Return every line of the listing below that contains the string "green".

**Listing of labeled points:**
--------------------------------------------------

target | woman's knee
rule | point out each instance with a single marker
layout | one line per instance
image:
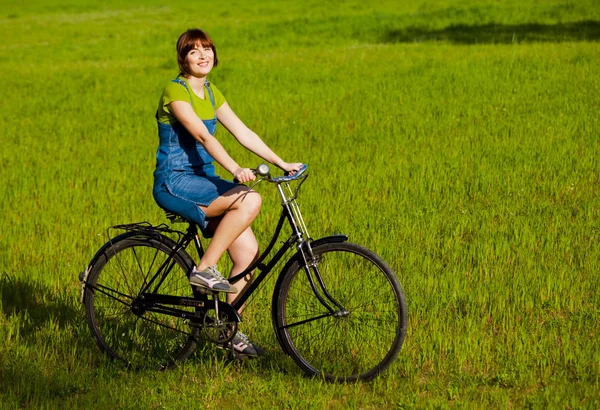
(251, 202)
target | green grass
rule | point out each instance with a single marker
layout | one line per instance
(459, 140)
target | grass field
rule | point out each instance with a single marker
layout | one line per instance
(457, 139)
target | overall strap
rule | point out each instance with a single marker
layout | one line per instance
(210, 95)
(181, 82)
(206, 84)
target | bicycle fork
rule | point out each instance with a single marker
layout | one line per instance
(310, 262)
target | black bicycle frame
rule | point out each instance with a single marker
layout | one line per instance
(151, 301)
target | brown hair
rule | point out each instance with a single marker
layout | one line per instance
(187, 41)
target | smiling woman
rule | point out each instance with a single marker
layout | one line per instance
(185, 181)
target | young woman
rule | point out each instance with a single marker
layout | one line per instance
(185, 181)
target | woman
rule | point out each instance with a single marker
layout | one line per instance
(185, 181)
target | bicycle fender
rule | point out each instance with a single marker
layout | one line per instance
(84, 275)
(296, 259)
(332, 238)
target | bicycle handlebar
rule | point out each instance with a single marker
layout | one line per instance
(260, 170)
(264, 171)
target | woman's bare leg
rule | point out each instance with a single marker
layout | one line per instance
(243, 251)
(237, 208)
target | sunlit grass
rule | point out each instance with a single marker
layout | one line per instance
(472, 169)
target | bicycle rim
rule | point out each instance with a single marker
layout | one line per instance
(343, 347)
(141, 339)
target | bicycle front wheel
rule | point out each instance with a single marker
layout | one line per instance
(123, 327)
(361, 332)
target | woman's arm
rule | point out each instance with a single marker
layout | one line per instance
(250, 140)
(185, 114)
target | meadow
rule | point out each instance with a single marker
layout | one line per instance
(457, 139)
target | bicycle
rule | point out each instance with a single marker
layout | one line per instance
(337, 308)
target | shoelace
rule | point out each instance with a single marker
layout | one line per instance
(244, 338)
(216, 273)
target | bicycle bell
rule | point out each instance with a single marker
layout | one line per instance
(262, 170)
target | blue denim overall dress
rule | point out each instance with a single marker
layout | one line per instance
(185, 175)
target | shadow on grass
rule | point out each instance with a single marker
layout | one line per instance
(588, 30)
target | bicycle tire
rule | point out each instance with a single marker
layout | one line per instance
(358, 346)
(118, 272)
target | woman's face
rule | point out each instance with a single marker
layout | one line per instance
(200, 61)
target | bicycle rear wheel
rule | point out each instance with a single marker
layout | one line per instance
(123, 330)
(362, 336)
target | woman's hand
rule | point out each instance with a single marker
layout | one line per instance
(291, 167)
(243, 175)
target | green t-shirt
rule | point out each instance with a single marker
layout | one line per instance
(177, 92)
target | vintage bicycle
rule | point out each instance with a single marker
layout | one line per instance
(337, 308)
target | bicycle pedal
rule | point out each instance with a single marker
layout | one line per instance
(203, 290)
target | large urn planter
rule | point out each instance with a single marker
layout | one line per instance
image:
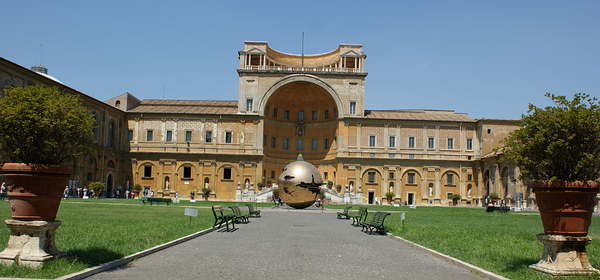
(566, 207)
(34, 190)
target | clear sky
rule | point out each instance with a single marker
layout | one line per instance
(486, 58)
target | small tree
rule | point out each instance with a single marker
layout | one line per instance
(43, 125)
(206, 192)
(97, 187)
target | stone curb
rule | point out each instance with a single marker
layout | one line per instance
(124, 260)
(479, 270)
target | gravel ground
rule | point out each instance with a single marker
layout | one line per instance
(291, 245)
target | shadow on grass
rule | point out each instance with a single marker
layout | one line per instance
(92, 256)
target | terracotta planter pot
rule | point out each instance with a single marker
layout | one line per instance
(34, 191)
(566, 207)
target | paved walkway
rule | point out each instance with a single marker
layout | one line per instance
(291, 245)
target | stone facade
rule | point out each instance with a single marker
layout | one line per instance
(313, 105)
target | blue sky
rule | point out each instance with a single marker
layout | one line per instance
(486, 58)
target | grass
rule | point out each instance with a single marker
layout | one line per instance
(94, 233)
(502, 243)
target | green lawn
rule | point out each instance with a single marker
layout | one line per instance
(94, 233)
(502, 243)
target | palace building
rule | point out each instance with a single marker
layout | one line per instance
(288, 105)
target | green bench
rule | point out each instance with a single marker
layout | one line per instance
(222, 218)
(344, 213)
(156, 200)
(251, 211)
(376, 223)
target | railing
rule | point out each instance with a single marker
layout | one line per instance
(301, 69)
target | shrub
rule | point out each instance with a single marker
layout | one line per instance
(560, 142)
(43, 125)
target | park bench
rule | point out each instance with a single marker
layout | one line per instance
(376, 223)
(238, 217)
(251, 211)
(222, 218)
(344, 213)
(360, 216)
(156, 200)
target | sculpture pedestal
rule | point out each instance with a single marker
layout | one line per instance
(31, 243)
(564, 255)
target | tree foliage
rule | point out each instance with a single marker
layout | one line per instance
(559, 142)
(43, 125)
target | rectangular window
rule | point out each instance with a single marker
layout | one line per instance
(249, 107)
(371, 177)
(286, 143)
(187, 172)
(147, 171)
(149, 135)
(450, 179)
(299, 144)
(352, 108)
(226, 173)
(392, 141)
(208, 136)
(228, 137)
(411, 178)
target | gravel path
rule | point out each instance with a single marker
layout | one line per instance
(291, 245)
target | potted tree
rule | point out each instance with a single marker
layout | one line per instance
(41, 129)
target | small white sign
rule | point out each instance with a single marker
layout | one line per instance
(190, 212)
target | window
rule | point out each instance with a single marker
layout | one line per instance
(208, 136)
(450, 179)
(149, 135)
(392, 141)
(147, 171)
(411, 178)
(227, 173)
(371, 177)
(249, 107)
(299, 144)
(286, 143)
(187, 172)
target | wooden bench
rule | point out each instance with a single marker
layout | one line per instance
(360, 216)
(156, 200)
(251, 211)
(222, 218)
(344, 213)
(376, 223)
(238, 217)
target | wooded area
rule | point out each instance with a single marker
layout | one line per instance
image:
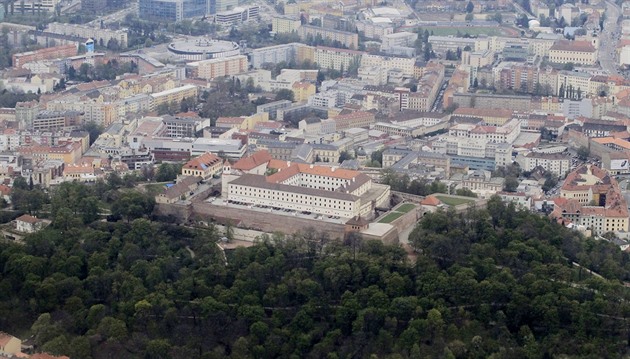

--------------------------------------------------

**Result of this task:**
target | green grass
target | green t-shirt
target | green lawn
target | green bench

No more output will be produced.